# What is being asked:
Reproduce every one of the items below verbatim, leaving the pictures out of your answer.
──────── Material to process ────────
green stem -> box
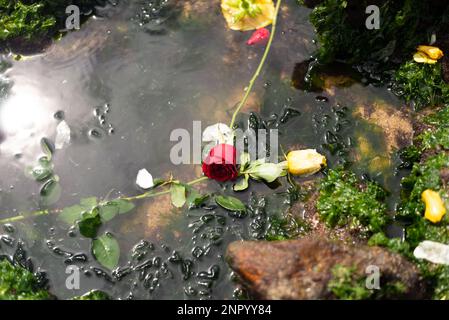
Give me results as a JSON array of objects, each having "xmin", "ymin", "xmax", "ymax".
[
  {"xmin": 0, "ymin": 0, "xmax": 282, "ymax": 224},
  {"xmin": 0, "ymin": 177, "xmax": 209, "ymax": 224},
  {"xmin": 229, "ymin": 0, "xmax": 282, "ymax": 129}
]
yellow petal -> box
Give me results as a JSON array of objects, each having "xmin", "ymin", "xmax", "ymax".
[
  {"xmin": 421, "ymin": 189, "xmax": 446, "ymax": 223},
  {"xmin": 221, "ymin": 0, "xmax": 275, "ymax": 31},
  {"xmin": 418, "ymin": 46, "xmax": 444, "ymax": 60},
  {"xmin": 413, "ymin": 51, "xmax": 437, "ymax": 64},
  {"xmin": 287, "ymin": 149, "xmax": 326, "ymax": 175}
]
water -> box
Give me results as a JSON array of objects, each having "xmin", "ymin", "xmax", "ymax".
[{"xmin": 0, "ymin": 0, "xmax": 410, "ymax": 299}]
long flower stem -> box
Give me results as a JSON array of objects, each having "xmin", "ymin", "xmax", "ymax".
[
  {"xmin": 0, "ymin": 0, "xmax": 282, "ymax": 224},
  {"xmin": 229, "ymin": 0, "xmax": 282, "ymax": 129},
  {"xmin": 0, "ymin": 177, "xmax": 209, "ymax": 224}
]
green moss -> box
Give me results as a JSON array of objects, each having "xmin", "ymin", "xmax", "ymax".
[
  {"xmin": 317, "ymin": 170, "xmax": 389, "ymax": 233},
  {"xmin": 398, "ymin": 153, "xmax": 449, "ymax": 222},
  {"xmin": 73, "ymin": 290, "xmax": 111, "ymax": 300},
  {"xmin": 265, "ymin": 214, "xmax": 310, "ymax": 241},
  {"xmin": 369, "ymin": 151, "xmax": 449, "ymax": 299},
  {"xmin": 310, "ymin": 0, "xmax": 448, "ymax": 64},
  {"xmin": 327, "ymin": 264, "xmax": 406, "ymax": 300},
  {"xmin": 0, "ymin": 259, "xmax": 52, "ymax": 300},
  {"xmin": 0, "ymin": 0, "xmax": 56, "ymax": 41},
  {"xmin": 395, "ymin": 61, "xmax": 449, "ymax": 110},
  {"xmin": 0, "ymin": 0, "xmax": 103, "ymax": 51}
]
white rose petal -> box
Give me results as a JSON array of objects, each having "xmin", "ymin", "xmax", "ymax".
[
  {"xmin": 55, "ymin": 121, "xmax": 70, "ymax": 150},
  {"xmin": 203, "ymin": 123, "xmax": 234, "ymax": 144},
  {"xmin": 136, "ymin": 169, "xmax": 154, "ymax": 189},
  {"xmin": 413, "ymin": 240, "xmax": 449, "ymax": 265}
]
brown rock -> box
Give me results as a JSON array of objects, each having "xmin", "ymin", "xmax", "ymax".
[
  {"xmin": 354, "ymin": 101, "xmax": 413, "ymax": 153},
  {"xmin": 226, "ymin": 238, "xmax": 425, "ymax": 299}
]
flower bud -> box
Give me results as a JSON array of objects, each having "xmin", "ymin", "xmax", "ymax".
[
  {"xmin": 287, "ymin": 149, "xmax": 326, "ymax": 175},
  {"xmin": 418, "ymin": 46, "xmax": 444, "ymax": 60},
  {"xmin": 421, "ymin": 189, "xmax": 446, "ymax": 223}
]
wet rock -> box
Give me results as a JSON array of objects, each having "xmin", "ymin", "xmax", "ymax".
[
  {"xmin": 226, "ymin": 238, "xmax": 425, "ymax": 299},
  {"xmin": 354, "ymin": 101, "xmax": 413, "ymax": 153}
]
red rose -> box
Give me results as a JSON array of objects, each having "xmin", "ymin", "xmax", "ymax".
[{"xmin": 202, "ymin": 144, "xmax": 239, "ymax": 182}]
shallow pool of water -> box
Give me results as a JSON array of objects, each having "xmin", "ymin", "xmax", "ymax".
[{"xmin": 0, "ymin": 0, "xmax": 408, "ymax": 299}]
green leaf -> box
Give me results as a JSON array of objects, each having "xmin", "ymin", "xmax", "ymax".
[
────────
# Correct result:
green stem -> box
Give me results as a JSON array of objects, each having "xmin", "ymin", "xmax", "ymax".
[
  {"xmin": 0, "ymin": 0, "xmax": 282, "ymax": 224},
  {"xmin": 0, "ymin": 177, "xmax": 209, "ymax": 224},
  {"xmin": 229, "ymin": 0, "xmax": 282, "ymax": 129}
]
yellow petal -> box
Give me results as a JSON array of objects, each having "xmin", "ymin", "xmax", "ymax".
[
  {"xmin": 421, "ymin": 189, "xmax": 446, "ymax": 223},
  {"xmin": 221, "ymin": 0, "xmax": 275, "ymax": 31},
  {"xmin": 418, "ymin": 46, "xmax": 444, "ymax": 60},
  {"xmin": 413, "ymin": 51, "xmax": 437, "ymax": 64},
  {"xmin": 287, "ymin": 149, "xmax": 326, "ymax": 175}
]
water -> box
Give me results as a JSON array of objects, each having "xmin", "ymin", "xmax", "ymax".
[{"xmin": 0, "ymin": 0, "xmax": 410, "ymax": 299}]
long flower stem -> box
Give me results as a JSON array of objects, each having "xmin", "ymin", "xmax", "ymax".
[
  {"xmin": 0, "ymin": 0, "xmax": 282, "ymax": 224},
  {"xmin": 229, "ymin": 0, "xmax": 282, "ymax": 129},
  {"xmin": 0, "ymin": 177, "xmax": 209, "ymax": 224}
]
green moss -> box
Give me results as a JSON array of objects, each having "xmin", "ymin", "xmax", "ymax".
[
  {"xmin": 317, "ymin": 170, "xmax": 389, "ymax": 233},
  {"xmin": 398, "ymin": 153, "xmax": 449, "ymax": 222},
  {"xmin": 73, "ymin": 290, "xmax": 111, "ymax": 300},
  {"xmin": 265, "ymin": 214, "xmax": 310, "ymax": 241},
  {"xmin": 369, "ymin": 151, "xmax": 449, "ymax": 299},
  {"xmin": 310, "ymin": 0, "xmax": 448, "ymax": 64},
  {"xmin": 327, "ymin": 264, "xmax": 406, "ymax": 300},
  {"xmin": 0, "ymin": 259, "xmax": 52, "ymax": 300},
  {"xmin": 0, "ymin": 0, "xmax": 56, "ymax": 41},
  {"xmin": 395, "ymin": 61, "xmax": 449, "ymax": 110},
  {"xmin": 0, "ymin": 0, "xmax": 103, "ymax": 51}
]
white rose petal -> box
Give me results as a JSON array of objects, each having "xmin", "ymin", "xmax", "ymax".
[
  {"xmin": 55, "ymin": 121, "xmax": 70, "ymax": 150},
  {"xmin": 203, "ymin": 123, "xmax": 234, "ymax": 144},
  {"xmin": 136, "ymin": 169, "xmax": 154, "ymax": 189},
  {"xmin": 413, "ymin": 240, "xmax": 449, "ymax": 265}
]
brown rock -> box
Give me results as a JSON array of objects, each having "xmin", "ymin", "xmax", "ymax".
[
  {"xmin": 354, "ymin": 101, "xmax": 413, "ymax": 153},
  {"xmin": 226, "ymin": 238, "xmax": 425, "ymax": 299}
]
flower bud -> box
Give me results as a JSON array of objects, each having "xmin", "ymin", "xmax", "ymax".
[
  {"xmin": 287, "ymin": 149, "xmax": 326, "ymax": 175},
  {"xmin": 418, "ymin": 46, "xmax": 444, "ymax": 60},
  {"xmin": 421, "ymin": 189, "xmax": 446, "ymax": 223}
]
wet rock -> box
Give me results as a JSON array of objects, each having "xmin", "ymin", "xmax", "ymax".
[
  {"xmin": 226, "ymin": 238, "xmax": 425, "ymax": 299},
  {"xmin": 354, "ymin": 101, "xmax": 413, "ymax": 153}
]
red rose -> box
Give me results as a JSON array of objects, each having "xmin", "ymin", "xmax", "ymax".
[{"xmin": 202, "ymin": 144, "xmax": 239, "ymax": 182}]
shallow pool of water -> box
Give me results as a JSON array of objects, each having "xmin", "ymin", "xmax", "ymax".
[{"xmin": 0, "ymin": 0, "xmax": 408, "ymax": 299}]
green leaf -> box
Give me results as a JSON array of objects, each having "xmin", "ymin", "xmax", "ymax".
[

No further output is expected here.